> _THE INPUT_:
───

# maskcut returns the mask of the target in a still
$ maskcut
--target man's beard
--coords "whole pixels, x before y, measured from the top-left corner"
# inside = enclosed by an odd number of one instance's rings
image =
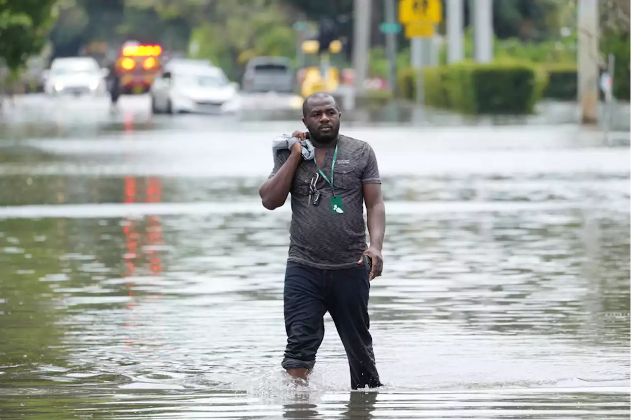
[[[329,132],[324,134],[321,133],[316,130],[312,131],[311,129],[309,127],[307,127],[307,129],[309,132],[309,139],[322,144],[327,144],[329,143],[333,143],[335,141],[335,139],[338,138],[338,134],[339,134],[339,124],[337,127],[334,127]]]

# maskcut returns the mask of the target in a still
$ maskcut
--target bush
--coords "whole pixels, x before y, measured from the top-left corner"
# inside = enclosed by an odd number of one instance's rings
[[[542,90],[541,76],[521,63],[463,62],[423,71],[425,102],[471,114],[531,114]],[[399,73],[401,96],[414,99],[415,73]]]
[[[548,74],[548,83],[543,97],[560,100],[576,100],[579,82],[576,66],[543,66]]]

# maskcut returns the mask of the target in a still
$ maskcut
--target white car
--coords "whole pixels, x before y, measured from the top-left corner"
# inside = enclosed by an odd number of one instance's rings
[[[51,95],[103,95],[107,73],[91,57],[57,58],[44,74],[44,91]]]
[[[150,90],[154,114],[225,114],[240,107],[239,85],[212,66],[171,66]]]

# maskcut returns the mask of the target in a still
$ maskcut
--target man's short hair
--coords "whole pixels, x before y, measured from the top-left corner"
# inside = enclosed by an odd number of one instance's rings
[[[312,93],[309,96],[305,98],[304,102],[302,102],[302,116],[307,116],[307,113],[309,110],[309,105],[311,102],[314,101],[321,101],[325,99],[329,99],[329,98],[333,100],[335,107],[338,108],[338,103],[336,102],[335,98],[334,98],[330,93],[327,93],[326,92],[315,92],[314,93]]]

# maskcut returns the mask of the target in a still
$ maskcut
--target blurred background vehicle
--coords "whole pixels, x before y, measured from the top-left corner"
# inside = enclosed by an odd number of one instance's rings
[[[91,57],[57,58],[50,69],[43,72],[44,91],[50,95],[102,95],[107,75],[107,70]]]
[[[291,93],[295,72],[286,57],[255,57],[248,61],[243,76],[244,91]]]
[[[123,44],[115,71],[123,95],[146,93],[162,68],[162,47],[128,41]]]
[[[154,114],[224,114],[238,108],[239,85],[220,68],[180,62],[165,70],[150,90]]]

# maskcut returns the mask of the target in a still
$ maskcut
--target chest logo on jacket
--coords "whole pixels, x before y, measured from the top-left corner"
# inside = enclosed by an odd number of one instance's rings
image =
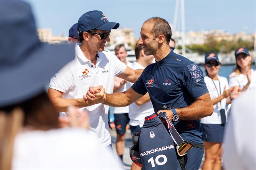
[[[147,80],[147,83],[145,83],[146,85],[146,86],[147,87],[153,87],[153,86],[152,85],[152,84],[154,82],[154,79],[152,78],[151,80]]]
[[[83,71],[82,71],[82,75],[80,75],[78,77],[79,78],[81,78],[81,80],[83,80],[89,77],[91,77],[92,75],[89,76],[89,70],[88,69],[85,69]]]

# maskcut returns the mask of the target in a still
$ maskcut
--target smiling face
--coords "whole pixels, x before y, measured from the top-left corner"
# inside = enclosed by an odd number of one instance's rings
[[[236,58],[236,63],[241,68],[245,68],[250,64],[252,62],[252,57],[245,54],[239,54]]]
[[[97,30],[96,33],[108,33],[108,31],[103,31]],[[101,40],[99,35],[93,34],[88,36],[88,45],[90,46],[90,50],[96,51],[103,51],[105,49],[105,45],[107,42],[109,42],[110,39],[108,36],[104,40]]]
[[[211,60],[207,62],[207,63],[214,63],[216,62],[217,62],[215,61]],[[206,71],[207,71],[208,75],[210,77],[211,77],[211,76],[214,76],[216,74],[218,74],[220,67],[220,64],[219,64],[218,66],[215,66],[213,64],[212,65],[212,66],[210,67],[208,67],[206,64],[204,64],[204,68],[205,68]]]
[[[123,63],[125,63],[126,58],[128,55],[124,47],[121,47],[118,50],[115,50],[115,52],[119,60]]]
[[[154,55],[158,48],[158,43],[152,32],[154,25],[154,23],[151,21],[143,24],[140,30],[140,37],[138,41],[138,44],[142,46],[144,53],[147,55]]]

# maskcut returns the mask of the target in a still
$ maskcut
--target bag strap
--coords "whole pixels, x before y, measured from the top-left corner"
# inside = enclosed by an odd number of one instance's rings
[[[158,115],[158,117],[160,118],[164,119],[166,121],[168,125],[168,132],[176,144],[179,145],[181,144],[184,142],[184,140],[177,131],[172,122],[172,121],[171,121],[165,112],[160,112]]]

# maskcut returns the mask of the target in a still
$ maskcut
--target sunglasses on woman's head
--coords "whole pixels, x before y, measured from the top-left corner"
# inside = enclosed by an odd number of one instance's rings
[[[215,66],[218,66],[220,65],[220,63],[218,62],[215,62],[214,63],[208,63],[206,64],[206,65],[208,67],[211,67],[214,65]]]
[[[107,38],[107,37],[109,36],[110,35],[110,32],[111,32],[111,31],[109,31],[109,32],[108,33],[92,33],[92,35],[93,34],[99,35],[100,35],[100,39],[101,40],[105,40]]]

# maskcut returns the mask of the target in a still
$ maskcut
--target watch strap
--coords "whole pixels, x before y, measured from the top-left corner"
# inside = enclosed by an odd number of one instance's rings
[[[175,110],[175,109],[171,109],[172,110],[172,113],[173,113],[173,115],[177,115],[177,112],[176,111],[176,110]]]

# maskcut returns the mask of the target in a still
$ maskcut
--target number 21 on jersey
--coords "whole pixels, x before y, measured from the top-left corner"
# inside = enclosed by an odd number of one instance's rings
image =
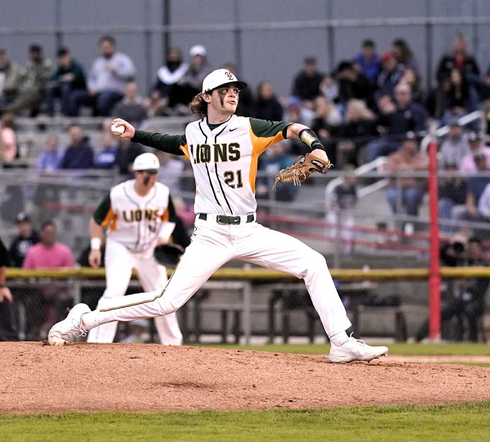
[[[227,184],[229,187],[231,187],[231,188],[234,189],[235,184],[232,184],[231,183],[234,182],[235,181],[235,175],[236,175],[237,188],[238,189],[240,187],[243,187],[244,186],[244,183],[242,180],[241,170],[237,170],[236,172],[234,172],[232,170],[229,170],[227,172],[225,172],[223,174],[223,176],[224,177],[224,183]]]

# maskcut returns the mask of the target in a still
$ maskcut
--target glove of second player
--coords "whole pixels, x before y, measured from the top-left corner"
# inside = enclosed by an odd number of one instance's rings
[[[155,248],[153,256],[158,262],[166,267],[175,267],[178,264],[185,249],[173,242],[164,244]]]
[[[283,169],[275,176],[274,186],[278,182],[292,183],[300,186],[314,172],[326,174],[333,164],[327,158],[326,161],[314,155],[311,152],[298,158],[292,165]]]

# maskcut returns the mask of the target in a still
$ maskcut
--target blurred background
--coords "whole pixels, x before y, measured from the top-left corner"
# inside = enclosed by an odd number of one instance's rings
[[[304,241],[331,269],[359,270],[336,278],[357,335],[426,339],[427,278],[409,270],[428,268],[434,232],[441,265],[487,265],[489,6],[4,0],[0,238],[9,266],[39,270],[25,263],[29,249],[53,235],[72,255],[63,266],[86,266],[95,208],[131,178],[145,151],[115,138],[112,118],[182,133],[202,79],[226,67],[249,85],[238,114],[312,127],[336,166],[300,188],[273,191],[275,174],[304,149],[285,140],[268,150],[259,158],[259,221]],[[159,180],[192,231],[190,165],[159,157]],[[431,176],[437,185],[429,191]],[[233,281],[210,282],[182,309],[187,341],[324,339],[302,283],[249,278],[239,273],[242,263],[228,265],[239,272]],[[374,281],[377,268],[397,269],[397,277]],[[0,304],[0,339],[44,338],[65,307],[82,300],[94,308],[104,286],[103,274],[89,280],[74,271],[68,278],[8,271],[14,301]],[[442,339],[486,341],[488,281],[484,273],[441,282]],[[136,281],[130,290],[141,291]],[[154,339],[152,323],[121,325],[119,338],[134,335],[132,326],[144,329],[139,339]]]

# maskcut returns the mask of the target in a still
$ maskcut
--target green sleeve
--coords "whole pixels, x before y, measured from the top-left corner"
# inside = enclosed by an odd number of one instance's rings
[[[94,212],[94,221],[99,226],[101,225],[110,210],[111,194],[108,193],[95,209]]]
[[[259,138],[269,138],[275,136],[280,132],[285,140],[287,137],[288,128],[292,123],[287,121],[269,121],[268,120],[250,119],[250,126],[255,136]]]
[[[131,140],[174,155],[185,155],[183,149],[187,144],[185,135],[164,135],[137,130]]]

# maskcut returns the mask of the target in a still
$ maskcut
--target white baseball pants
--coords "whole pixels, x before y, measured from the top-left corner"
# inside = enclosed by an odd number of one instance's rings
[[[325,259],[319,253],[292,236],[256,222],[219,224],[212,215],[208,215],[206,220],[196,219],[192,242],[166,286],[148,293],[107,299],[103,307],[83,315],[82,325],[88,330],[113,321],[173,313],[216,270],[232,259],[304,279],[329,336],[350,326]]]
[[[167,283],[167,269],[155,260],[152,253],[133,253],[121,243],[108,238],[105,247],[107,286],[97,305],[98,309],[111,305],[114,298],[126,297],[124,294],[127,289],[133,268],[136,269],[138,280],[145,290],[161,290],[161,287]],[[114,341],[118,328],[117,322],[101,324],[90,330],[87,342],[103,343]],[[175,313],[155,317],[155,326],[161,343],[165,345],[182,344],[182,335]]]

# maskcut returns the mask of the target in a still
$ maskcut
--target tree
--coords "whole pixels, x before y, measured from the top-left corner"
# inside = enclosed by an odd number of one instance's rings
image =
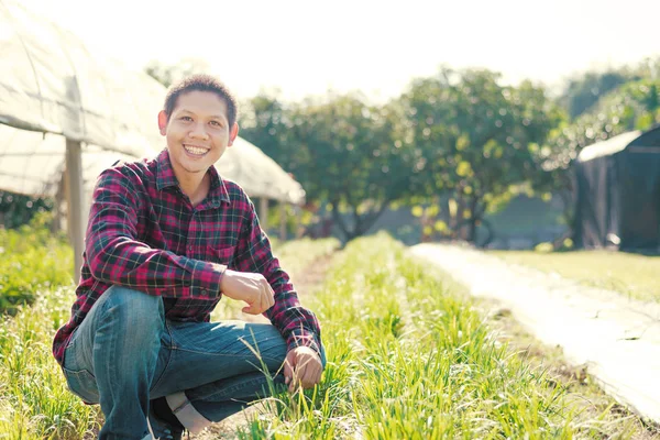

───

> _SHORT PROBLEM_: Gather every line of the records that contains the string "background", and list those lines.

> _OUTPUT FOR THIS EXERCISE_:
--target blurred background vehicle
--target blurred background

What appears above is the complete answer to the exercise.